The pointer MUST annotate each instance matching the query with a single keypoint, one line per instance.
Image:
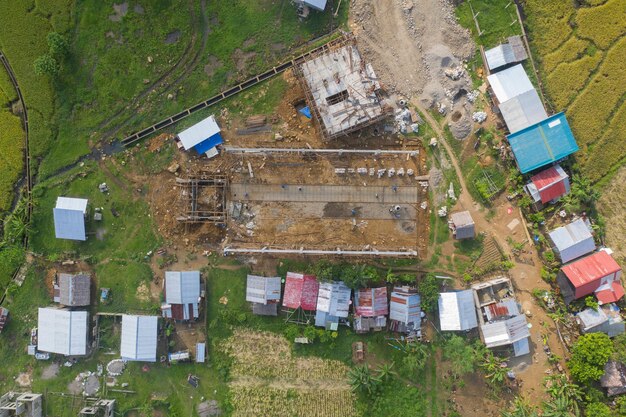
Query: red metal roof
(612, 295)
(550, 184)
(301, 291)
(371, 302)
(591, 268)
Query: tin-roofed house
(572, 241)
(69, 218)
(73, 290)
(597, 274)
(506, 54)
(203, 137)
(333, 304)
(457, 311)
(371, 307)
(548, 186)
(614, 378)
(543, 143)
(405, 314)
(264, 294)
(139, 338)
(300, 297)
(62, 331)
(462, 225)
(502, 323)
(182, 295)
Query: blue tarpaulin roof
(306, 111)
(209, 143)
(542, 143)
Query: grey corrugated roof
(572, 240)
(139, 338)
(62, 331)
(263, 289)
(523, 110)
(75, 290)
(69, 218)
(182, 287)
(457, 311)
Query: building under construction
(203, 198)
(342, 90)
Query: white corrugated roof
(457, 311)
(523, 110)
(62, 331)
(182, 287)
(510, 83)
(139, 338)
(199, 132)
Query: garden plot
(267, 380)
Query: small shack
(69, 218)
(405, 314)
(371, 307)
(4, 318)
(139, 338)
(333, 304)
(543, 143)
(572, 241)
(462, 225)
(606, 319)
(62, 331)
(548, 186)
(597, 274)
(203, 137)
(264, 294)
(614, 378)
(73, 290)
(457, 311)
(300, 298)
(182, 295)
(506, 54)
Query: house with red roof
(300, 297)
(596, 274)
(547, 186)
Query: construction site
(328, 173)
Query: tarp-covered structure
(572, 241)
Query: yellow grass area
(567, 80)
(267, 380)
(602, 24)
(572, 49)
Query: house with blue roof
(203, 137)
(543, 143)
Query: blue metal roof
(211, 142)
(543, 143)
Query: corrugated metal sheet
(262, 289)
(405, 307)
(371, 302)
(74, 290)
(62, 331)
(523, 110)
(200, 352)
(543, 143)
(334, 298)
(69, 218)
(300, 291)
(199, 132)
(139, 338)
(510, 83)
(316, 4)
(591, 268)
(572, 241)
(457, 311)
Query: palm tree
(521, 408)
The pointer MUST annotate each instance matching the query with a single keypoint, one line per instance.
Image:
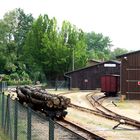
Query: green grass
(3, 136)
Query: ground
(102, 126)
(99, 125)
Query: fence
(22, 123)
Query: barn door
(133, 80)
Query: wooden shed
(130, 75)
(88, 78)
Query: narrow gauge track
(81, 132)
(110, 114)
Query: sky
(118, 19)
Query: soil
(96, 124)
(102, 126)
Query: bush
(13, 82)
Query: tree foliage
(38, 49)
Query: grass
(3, 136)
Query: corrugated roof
(114, 61)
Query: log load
(52, 105)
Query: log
(42, 98)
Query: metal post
(8, 114)
(3, 108)
(51, 129)
(73, 58)
(15, 120)
(29, 123)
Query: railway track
(79, 131)
(110, 114)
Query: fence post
(16, 119)
(29, 123)
(3, 108)
(8, 114)
(51, 129)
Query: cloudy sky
(118, 19)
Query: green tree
(98, 46)
(118, 51)
(13, 27)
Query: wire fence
(20, 122)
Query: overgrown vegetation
(38, 50)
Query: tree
(98, 46)
(47, 49)
(13, 27)
(118, 51)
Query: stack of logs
(39, 99)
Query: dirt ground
(99, 125)
(102, 126)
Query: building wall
(130, 76)
(89, 78)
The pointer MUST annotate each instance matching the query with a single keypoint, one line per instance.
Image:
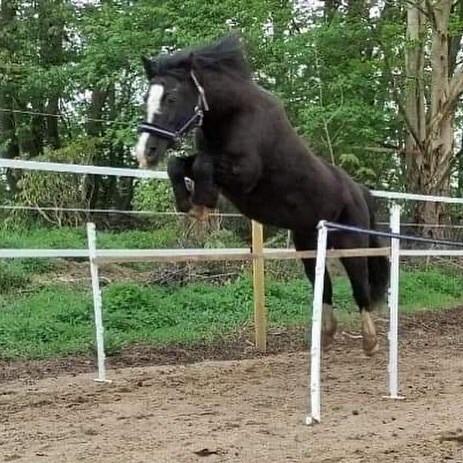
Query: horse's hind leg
(307, 241)
(357, 270)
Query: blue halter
(196, 120)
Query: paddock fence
(257, 255)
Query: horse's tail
(378, 266)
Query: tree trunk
(429, 141)
(94, 127)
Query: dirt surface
(247, 410)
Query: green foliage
(12, 277)
(153, 195)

■ ■ ■ ■

Task item — An exact copy of the lines from the one holding "Query: horse's hind leg" through the end of the data is the whole answer.

Written response —
Query: horse's hind leg
(307, 241)
(357, 270)
Query: blue halter
(196, 120)
Query: paddock fence
(257, 255)
Query: horse's tail
(378, 266)
Query: tree trunk
(429, 141)
(94, 127)
Query: dirt surface
(247, 410)
Query: green foliage
(12, 277)
(153, 195)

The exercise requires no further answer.